** Start Data for this task **

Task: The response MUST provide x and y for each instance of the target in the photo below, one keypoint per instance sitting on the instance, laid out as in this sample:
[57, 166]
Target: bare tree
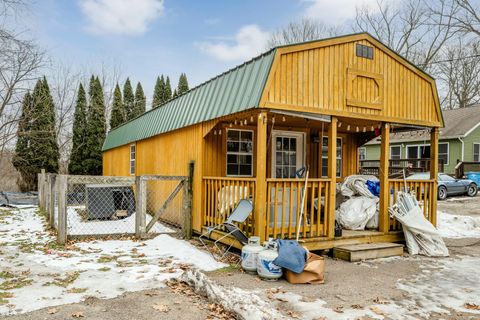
[300, 31]
[459, 74]
[417, 29]
[20, 61]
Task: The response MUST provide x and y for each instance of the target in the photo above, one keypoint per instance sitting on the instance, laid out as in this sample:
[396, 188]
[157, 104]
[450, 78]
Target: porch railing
[396, 166]
[284, 203]
[425, 191]
[221, 195]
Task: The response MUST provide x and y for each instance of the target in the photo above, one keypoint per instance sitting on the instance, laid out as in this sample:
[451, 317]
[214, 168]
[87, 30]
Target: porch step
[365, 251]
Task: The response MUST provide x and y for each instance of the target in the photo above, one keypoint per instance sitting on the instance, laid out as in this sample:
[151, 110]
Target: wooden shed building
[249, 130]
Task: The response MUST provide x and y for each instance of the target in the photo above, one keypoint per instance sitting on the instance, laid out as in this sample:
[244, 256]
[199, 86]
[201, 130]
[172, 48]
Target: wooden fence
[55, 195]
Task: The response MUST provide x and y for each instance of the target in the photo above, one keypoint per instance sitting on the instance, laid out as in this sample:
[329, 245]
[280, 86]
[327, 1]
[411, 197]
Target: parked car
[448, 186]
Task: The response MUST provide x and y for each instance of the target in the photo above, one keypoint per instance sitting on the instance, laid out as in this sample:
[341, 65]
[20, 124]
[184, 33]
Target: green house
[459, 141]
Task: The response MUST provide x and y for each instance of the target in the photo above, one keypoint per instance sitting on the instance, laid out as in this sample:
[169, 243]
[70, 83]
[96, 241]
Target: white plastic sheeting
[355, 213]
[420, 235]
[361, 210]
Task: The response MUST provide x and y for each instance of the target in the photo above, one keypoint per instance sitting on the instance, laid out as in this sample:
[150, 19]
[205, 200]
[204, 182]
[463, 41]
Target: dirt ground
[165, 303]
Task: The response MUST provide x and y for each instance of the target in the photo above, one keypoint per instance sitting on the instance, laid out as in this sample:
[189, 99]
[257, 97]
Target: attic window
[364, 51]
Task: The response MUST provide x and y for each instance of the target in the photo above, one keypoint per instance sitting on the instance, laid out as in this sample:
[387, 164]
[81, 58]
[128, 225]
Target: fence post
[141, 208]
[51, 207]
[187, 203]
[62, 209]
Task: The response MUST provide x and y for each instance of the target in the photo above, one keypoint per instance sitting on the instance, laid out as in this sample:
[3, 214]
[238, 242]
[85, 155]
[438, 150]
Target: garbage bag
[355, 213]
[357, 185]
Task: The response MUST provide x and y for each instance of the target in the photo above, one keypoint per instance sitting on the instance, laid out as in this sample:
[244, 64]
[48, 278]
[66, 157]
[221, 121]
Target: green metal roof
[233, 91]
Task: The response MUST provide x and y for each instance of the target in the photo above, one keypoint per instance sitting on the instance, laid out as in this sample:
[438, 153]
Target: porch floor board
[348, 237]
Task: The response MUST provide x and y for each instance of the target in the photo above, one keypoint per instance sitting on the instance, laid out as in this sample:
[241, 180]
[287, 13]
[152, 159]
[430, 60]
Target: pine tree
[140, 101]
[78, 154]
[37, 146]
[128, 100]
[95, 129]
[23, 155]
[182, 84]
[157, 94]
[44, 142]
[118, 112]
[168, 90]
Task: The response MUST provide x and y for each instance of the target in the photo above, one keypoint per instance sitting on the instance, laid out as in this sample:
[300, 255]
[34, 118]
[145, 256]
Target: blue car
[448, 186]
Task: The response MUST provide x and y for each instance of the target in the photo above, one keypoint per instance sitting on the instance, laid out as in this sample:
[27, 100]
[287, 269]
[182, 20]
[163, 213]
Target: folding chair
[239, 215]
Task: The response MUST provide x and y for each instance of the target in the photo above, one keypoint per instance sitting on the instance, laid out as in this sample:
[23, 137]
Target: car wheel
[442, 193]
[472, 190]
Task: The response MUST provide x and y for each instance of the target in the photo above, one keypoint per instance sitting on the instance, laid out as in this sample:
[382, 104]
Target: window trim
[239, 153]
[428, 145]
[364, 153]
[132, 160]
[391, 153]
[290, 134]
[337, 158]
[473, 152]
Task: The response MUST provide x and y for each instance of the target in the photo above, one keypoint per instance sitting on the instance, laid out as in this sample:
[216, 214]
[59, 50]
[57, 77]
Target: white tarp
[355, 213]
[420, 235]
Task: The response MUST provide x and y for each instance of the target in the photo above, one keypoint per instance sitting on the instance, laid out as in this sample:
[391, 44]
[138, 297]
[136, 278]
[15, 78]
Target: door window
[288, 154]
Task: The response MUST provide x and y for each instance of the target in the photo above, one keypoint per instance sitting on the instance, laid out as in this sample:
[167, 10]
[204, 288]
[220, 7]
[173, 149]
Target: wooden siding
[165, 154]
[328, 77]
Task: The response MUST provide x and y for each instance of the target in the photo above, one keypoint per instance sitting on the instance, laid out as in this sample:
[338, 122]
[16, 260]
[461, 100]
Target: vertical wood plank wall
[324, 78]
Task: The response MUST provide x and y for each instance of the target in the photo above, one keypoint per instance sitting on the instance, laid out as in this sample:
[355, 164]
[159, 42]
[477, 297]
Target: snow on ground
[455, 226]
[78, 226]
[35, 273]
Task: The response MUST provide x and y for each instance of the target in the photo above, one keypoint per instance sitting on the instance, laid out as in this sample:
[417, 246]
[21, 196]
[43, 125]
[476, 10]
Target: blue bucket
[474, 176]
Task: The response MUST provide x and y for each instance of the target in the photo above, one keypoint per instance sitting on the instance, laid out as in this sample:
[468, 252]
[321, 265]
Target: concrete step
[365, 251]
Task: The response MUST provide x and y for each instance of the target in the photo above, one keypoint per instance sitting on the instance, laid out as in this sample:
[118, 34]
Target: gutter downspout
[463, 147]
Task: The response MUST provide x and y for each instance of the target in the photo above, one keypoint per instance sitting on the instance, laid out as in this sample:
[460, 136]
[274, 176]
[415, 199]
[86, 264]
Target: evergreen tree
[182, 84]
[128, 100]
[168, 90]
[157, 94]
[78, 154]
[95, 129]
[118, 112]
[23, 155]
[140, 101]
[37, 146]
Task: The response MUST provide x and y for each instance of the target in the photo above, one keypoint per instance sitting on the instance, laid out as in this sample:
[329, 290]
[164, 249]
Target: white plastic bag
[354, 213]
[420, 235]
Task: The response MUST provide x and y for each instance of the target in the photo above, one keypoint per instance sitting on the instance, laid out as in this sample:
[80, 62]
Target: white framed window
[362, 153]
[132, 159]
[239, 153]
[325, 157]
[476, 152]
[443, 151]
[395, 152]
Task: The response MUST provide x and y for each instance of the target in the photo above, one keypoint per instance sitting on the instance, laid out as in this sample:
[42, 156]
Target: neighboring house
[458, 141]
[250, 129]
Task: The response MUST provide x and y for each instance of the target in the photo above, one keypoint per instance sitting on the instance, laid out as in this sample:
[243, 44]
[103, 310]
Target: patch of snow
[104, 269]
[78, 226]
[455, 226]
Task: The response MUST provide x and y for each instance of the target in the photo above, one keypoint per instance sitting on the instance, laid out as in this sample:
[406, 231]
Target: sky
[146, 38]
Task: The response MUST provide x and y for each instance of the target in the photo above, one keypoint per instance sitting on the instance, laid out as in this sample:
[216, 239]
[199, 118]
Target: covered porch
[255, 155]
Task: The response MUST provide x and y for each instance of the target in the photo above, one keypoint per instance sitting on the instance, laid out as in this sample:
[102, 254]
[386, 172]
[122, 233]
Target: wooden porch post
[384, 219]
[433, 175]
[332, 175]
[261, 178]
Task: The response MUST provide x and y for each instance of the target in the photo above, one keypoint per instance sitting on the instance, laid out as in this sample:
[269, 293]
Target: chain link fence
[100, 206]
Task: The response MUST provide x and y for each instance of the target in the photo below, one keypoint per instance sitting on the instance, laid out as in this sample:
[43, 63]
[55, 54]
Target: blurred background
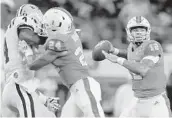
[103, 20]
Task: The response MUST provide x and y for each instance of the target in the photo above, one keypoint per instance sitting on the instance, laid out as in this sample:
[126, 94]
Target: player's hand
[113, 50]
[111, 57]
[52, 104]
[24, 48]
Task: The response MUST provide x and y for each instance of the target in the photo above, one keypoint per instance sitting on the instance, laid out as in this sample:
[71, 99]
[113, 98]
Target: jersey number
[79, 51]
[136, 77]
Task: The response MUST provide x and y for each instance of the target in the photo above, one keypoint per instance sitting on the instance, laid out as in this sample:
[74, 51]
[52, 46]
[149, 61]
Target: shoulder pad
[23, 22]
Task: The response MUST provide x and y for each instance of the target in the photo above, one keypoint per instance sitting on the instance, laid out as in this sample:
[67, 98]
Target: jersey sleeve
[56, 45]
[26, 23]
[153, 51]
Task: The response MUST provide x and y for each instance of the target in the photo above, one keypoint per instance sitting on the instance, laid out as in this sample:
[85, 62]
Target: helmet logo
[138, 19]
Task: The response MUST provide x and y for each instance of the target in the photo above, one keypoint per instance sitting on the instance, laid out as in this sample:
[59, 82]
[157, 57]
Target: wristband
[43, 98]
[116, 51]
[120, 60]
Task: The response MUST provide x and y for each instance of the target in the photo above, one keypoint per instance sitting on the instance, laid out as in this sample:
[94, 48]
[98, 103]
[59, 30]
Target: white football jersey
[16, 64]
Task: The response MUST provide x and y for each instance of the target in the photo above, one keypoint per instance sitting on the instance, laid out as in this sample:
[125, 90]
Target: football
[97, 51]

** End Data for this task **

▸ Instructions for the task: Show every line above that contains the word "house", copying each of those lines in full.

▸ Completed exercise:
Target: green house
Target: neighboring house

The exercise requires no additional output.